━━━ Source excerpt

AT&T to offer up to $450 in credit to T-Mobile customers who switch over

AT&T Mobility (NYSE:T) is ratcheting up its battle against T-Mobile US (NYSE:TMUS) by offering up to $450 in credit to customers who switch from T-Mobile to AT&T and trade in their smartphones.

Starting today and for a limited time, AT&T said it will give T-Mobile customers $200 in credit per line when they switch to AT&T and choose an AT&T Next device financing plan, buy a device at full retail price or activate a device they currently own. Customers must maintain service and good standing status for 90 days to receive the credit, AT&T said.

Additionally, AT&T is offering T-Mobile customers who switch the ability to trade in their current smartphone for a promotion card worth up to $250, which can be used toward AT&T products and services. AT&T said trade-in values will vary based on the make, model and age of the smartphone, "but many of the latest and most popular smartphones will qualify for a value of $250." AT&T did not say which ones.

AT&T pointed out in a press release that its LTE network now covers 270 million POPs. T-Mobile's LTE network is smaller right now, covering around 203 million POPs.

━━━━━━
━━━ Given data

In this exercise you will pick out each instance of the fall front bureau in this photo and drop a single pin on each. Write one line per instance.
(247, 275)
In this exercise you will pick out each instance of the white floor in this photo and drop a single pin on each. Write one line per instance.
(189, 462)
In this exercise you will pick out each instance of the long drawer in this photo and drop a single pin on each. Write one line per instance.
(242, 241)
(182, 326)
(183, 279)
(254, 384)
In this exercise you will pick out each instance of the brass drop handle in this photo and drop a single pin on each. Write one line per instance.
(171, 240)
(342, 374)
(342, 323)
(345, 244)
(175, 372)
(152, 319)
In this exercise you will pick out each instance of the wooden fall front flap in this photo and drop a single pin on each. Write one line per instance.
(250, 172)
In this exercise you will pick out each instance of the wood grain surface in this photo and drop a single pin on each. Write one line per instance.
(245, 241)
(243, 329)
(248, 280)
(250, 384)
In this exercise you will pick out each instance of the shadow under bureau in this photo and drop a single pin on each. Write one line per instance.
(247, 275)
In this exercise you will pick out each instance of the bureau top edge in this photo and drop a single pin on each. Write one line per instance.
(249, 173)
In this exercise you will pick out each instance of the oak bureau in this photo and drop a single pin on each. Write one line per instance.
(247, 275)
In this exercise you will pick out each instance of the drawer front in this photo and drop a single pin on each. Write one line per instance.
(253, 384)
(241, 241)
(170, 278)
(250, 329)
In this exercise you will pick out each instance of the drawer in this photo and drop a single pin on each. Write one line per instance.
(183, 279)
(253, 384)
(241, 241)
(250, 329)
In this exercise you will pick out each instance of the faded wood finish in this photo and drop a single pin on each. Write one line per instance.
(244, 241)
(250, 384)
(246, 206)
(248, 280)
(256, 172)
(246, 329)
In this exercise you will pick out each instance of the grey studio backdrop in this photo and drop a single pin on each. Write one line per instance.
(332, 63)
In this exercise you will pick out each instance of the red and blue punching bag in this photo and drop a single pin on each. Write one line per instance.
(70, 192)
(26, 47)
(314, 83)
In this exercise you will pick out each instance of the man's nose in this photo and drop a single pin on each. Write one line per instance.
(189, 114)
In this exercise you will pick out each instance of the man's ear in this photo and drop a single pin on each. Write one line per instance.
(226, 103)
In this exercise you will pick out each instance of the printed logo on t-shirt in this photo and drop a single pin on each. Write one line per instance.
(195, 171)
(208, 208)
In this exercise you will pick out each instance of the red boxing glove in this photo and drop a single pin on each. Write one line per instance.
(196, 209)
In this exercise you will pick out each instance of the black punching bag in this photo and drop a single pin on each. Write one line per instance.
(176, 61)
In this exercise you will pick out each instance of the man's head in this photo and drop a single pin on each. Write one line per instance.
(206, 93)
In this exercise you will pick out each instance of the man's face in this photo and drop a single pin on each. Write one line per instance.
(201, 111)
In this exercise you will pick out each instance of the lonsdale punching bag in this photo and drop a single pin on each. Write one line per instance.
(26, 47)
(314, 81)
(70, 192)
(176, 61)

━━━━━━

* Written exercise 1 *
Condense the paragraph of the article on AT&T's switching offer that begins "Starting today and for a limited time" into a short bulleted list that keeps its main facts.
* Written exercise 2 *
Reproduce the article on AT&T's switching offer word for word, everything from "Starting today and" down to "credit, AT&T said.".

* Correct response 1 *
- For a limited time starting today, AT&T will give T-Mobile customers $200 in credit per line when they switch to AT&T.
- To qualify, customers must choose an AT&T Next device financing plan, buy a device at full retail price, or activate a device they already own.
- Customers must keep service and stay in good standing for 90 days to receive the credit.

* Correct response 2 *
Starting today and for a limited time, AT&T said it will give T-Mobile customers $200 in credit per line when they switch to AT&T and choose an AT&T Next device financing plan, buy a device at full retail price or activate a device they currently own. Customers must maintain service and good standing status for 90 days to receive the credit, AT&T said.